* [Problem to solve]
Render only the lines from the one containing "black steel wheel." up to and including the last of the rows as a Markdown table with the columns Number and Line, numbering each line and leaving out blank lines.

* [Data for this exercise]
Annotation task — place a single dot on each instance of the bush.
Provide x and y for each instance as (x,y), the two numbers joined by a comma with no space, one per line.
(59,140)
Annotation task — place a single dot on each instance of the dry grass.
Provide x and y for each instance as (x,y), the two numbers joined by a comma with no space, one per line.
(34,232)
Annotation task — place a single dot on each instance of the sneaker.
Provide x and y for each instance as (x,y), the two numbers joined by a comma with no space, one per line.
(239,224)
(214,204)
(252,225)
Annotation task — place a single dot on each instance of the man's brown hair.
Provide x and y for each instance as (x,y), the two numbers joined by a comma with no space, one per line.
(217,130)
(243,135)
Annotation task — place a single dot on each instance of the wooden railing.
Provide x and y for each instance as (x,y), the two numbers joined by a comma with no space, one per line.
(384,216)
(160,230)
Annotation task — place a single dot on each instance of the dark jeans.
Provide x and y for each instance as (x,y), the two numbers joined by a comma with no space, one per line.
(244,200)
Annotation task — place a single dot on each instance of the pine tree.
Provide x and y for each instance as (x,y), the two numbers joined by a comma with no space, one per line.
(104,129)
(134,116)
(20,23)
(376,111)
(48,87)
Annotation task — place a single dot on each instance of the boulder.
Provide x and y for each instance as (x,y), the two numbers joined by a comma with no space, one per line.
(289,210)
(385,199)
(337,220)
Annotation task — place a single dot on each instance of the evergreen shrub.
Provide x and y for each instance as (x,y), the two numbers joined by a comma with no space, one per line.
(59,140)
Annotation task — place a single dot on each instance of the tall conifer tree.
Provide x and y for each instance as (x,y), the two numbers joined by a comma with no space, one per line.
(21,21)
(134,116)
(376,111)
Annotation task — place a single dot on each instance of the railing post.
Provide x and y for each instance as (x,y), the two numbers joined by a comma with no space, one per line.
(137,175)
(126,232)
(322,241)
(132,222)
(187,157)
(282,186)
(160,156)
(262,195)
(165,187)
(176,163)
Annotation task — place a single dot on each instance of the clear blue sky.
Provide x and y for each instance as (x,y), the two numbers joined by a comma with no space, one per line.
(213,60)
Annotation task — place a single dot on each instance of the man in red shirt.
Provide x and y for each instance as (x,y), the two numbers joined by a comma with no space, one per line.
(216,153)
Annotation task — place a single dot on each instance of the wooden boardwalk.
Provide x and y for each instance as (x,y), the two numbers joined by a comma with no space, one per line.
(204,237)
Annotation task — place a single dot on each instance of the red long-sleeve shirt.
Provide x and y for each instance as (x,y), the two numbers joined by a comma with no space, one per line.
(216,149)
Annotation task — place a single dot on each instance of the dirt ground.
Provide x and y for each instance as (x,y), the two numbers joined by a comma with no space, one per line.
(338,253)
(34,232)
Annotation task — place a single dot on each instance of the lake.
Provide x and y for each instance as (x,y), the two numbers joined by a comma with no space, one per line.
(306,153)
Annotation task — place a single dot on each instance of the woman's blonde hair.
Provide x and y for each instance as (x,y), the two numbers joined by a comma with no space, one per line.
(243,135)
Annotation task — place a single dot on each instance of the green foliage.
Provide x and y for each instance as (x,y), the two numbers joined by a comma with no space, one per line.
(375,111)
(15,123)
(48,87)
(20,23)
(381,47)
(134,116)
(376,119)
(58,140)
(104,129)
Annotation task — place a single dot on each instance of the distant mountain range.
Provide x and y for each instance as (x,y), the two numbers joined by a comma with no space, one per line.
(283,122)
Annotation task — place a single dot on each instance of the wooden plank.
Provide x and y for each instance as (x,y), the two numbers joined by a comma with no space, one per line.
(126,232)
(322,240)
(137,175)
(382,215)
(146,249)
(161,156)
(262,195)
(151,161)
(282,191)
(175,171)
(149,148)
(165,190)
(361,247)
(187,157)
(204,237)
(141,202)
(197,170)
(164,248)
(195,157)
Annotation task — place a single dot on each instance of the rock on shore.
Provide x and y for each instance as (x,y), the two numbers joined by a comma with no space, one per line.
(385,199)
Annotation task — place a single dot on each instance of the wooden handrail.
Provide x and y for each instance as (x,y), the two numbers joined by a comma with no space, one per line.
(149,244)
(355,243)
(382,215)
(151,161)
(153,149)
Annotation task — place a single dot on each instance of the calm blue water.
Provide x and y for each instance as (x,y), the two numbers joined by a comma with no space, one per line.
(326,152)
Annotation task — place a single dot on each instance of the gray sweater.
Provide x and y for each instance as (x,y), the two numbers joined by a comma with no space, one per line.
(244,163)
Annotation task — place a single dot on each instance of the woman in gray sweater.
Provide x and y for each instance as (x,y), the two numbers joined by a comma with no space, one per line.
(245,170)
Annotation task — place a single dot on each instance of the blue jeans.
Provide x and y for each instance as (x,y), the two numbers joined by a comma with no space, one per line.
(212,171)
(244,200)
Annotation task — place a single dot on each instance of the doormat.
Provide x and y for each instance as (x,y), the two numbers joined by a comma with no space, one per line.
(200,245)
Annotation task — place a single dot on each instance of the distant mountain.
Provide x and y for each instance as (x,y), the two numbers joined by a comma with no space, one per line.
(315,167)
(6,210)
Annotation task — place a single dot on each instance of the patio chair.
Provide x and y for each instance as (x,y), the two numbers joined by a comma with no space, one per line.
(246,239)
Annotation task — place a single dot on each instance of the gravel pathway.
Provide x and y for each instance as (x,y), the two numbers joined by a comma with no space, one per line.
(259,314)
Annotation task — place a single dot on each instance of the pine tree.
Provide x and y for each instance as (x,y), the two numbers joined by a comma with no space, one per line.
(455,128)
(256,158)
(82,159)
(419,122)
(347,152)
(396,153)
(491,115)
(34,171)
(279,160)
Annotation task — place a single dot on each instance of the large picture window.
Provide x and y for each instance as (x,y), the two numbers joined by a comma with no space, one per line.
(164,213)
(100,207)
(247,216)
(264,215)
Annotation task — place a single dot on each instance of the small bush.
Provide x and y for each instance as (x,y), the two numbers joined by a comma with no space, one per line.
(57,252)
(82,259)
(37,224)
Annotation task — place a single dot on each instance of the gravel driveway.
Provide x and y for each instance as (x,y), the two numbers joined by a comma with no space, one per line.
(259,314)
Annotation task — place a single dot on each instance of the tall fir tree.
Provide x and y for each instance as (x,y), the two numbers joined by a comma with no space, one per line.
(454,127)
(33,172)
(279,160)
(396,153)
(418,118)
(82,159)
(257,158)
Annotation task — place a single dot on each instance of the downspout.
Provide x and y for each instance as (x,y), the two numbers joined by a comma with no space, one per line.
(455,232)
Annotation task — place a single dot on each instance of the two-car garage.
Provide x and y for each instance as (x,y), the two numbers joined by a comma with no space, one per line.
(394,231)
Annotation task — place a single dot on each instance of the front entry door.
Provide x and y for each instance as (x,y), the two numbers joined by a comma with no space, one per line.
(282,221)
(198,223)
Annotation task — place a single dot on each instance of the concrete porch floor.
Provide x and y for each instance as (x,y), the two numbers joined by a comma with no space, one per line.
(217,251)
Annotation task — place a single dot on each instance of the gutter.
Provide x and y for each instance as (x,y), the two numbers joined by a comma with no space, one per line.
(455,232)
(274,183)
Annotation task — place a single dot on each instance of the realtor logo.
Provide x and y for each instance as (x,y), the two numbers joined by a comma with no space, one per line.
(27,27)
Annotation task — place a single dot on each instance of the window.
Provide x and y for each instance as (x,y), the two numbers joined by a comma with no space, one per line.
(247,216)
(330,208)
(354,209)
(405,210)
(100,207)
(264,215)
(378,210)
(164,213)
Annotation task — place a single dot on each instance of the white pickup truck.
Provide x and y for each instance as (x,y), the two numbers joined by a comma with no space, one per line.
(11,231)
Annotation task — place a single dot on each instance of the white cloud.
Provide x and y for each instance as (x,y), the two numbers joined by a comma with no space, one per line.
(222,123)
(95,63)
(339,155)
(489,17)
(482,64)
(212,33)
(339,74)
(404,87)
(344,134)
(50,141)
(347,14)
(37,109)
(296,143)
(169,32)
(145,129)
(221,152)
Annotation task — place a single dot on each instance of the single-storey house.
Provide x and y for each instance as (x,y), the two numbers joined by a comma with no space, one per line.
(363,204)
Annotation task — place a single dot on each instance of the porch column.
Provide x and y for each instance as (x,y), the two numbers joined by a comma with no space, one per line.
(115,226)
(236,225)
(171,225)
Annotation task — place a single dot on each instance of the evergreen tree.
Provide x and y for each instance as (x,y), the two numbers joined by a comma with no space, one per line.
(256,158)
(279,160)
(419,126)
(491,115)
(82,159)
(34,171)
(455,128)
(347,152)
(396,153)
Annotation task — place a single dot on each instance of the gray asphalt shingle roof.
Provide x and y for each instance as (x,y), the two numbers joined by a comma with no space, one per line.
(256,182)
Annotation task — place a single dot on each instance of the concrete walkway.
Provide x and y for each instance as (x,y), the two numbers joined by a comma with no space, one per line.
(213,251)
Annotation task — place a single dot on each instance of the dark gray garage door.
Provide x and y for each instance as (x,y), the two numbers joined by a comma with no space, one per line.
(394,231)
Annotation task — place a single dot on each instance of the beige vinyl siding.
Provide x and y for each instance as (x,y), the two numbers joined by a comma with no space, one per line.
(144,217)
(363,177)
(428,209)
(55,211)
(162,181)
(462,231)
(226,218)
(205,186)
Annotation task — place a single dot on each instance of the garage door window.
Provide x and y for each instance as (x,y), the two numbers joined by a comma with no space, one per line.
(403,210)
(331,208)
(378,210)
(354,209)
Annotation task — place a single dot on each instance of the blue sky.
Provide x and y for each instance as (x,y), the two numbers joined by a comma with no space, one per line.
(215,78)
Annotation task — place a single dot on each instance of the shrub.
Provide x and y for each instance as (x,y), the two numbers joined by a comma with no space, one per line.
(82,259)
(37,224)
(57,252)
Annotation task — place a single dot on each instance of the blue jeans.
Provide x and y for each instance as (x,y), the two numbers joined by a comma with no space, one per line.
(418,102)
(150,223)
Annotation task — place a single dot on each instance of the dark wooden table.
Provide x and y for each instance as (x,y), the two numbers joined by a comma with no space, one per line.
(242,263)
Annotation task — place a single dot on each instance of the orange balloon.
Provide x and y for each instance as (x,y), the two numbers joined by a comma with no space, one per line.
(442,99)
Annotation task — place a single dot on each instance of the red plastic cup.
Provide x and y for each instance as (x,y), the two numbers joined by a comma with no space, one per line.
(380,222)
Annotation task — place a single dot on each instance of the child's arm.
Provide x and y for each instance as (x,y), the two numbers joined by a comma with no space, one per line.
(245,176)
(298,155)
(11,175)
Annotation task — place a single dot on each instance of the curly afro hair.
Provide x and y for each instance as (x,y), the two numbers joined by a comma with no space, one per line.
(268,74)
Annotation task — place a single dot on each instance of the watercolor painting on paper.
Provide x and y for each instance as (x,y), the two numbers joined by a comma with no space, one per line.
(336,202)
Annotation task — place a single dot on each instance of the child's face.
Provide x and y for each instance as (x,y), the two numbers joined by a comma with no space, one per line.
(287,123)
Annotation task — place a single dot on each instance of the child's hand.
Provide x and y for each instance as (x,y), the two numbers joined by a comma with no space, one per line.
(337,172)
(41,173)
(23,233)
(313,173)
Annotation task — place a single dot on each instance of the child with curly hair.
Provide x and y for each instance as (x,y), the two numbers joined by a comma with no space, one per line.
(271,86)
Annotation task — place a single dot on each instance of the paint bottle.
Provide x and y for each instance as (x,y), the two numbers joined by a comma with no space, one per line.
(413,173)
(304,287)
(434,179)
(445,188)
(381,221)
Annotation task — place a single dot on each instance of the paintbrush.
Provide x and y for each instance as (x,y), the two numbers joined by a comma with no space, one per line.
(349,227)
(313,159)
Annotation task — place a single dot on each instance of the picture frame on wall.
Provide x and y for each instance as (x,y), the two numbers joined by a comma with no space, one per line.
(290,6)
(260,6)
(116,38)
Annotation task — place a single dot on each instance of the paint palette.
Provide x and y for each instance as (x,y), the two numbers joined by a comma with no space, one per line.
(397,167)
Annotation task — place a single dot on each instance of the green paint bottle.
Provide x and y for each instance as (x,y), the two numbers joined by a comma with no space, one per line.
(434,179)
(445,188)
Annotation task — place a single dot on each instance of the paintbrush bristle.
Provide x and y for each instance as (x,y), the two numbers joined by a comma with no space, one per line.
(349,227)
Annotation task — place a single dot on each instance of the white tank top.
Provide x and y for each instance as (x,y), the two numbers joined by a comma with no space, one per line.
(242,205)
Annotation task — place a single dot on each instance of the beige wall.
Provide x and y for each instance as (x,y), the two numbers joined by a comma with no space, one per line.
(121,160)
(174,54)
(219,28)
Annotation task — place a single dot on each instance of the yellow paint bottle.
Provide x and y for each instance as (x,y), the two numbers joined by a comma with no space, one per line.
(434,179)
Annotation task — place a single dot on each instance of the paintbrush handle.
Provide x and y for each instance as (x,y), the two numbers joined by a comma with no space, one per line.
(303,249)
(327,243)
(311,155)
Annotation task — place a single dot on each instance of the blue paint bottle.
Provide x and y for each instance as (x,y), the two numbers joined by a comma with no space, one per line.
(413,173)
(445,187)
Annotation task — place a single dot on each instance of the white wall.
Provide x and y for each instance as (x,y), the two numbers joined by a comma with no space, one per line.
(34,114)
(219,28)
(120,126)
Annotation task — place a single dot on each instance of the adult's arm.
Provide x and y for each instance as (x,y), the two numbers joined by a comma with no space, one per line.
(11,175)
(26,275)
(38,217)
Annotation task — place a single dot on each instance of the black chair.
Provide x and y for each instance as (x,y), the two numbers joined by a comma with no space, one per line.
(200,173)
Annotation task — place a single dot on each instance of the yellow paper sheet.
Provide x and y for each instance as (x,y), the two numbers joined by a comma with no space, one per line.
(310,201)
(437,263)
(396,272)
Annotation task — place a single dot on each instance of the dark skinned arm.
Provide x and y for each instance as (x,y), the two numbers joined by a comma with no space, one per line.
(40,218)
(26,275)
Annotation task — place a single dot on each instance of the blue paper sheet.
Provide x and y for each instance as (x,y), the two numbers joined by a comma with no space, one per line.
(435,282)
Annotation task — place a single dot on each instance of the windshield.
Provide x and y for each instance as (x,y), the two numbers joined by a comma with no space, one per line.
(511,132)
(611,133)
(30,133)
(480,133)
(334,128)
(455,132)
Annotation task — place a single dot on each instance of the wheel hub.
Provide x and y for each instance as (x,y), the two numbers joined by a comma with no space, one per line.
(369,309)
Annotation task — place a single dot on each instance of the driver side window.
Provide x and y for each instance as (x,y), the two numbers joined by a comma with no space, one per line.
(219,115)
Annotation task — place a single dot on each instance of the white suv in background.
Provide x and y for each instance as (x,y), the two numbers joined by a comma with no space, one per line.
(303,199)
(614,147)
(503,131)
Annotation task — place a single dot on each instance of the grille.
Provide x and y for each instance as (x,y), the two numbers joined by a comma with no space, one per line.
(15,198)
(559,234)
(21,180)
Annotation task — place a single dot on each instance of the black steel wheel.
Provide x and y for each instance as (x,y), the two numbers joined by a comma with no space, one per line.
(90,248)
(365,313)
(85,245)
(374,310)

* [Result below]
| Number | Line |
|---|---|
| 1 | Annotation task — place a single dot on each instance of the black steel wheel. |
| 2 | Provide x and y for each instance as (x,y), the two numbers joined by a comma with no space, one per line. |
| 3 | (90,248) |
| 4 | (365,313) |
| 5 | (85,245) |
| 6 | (374,310) |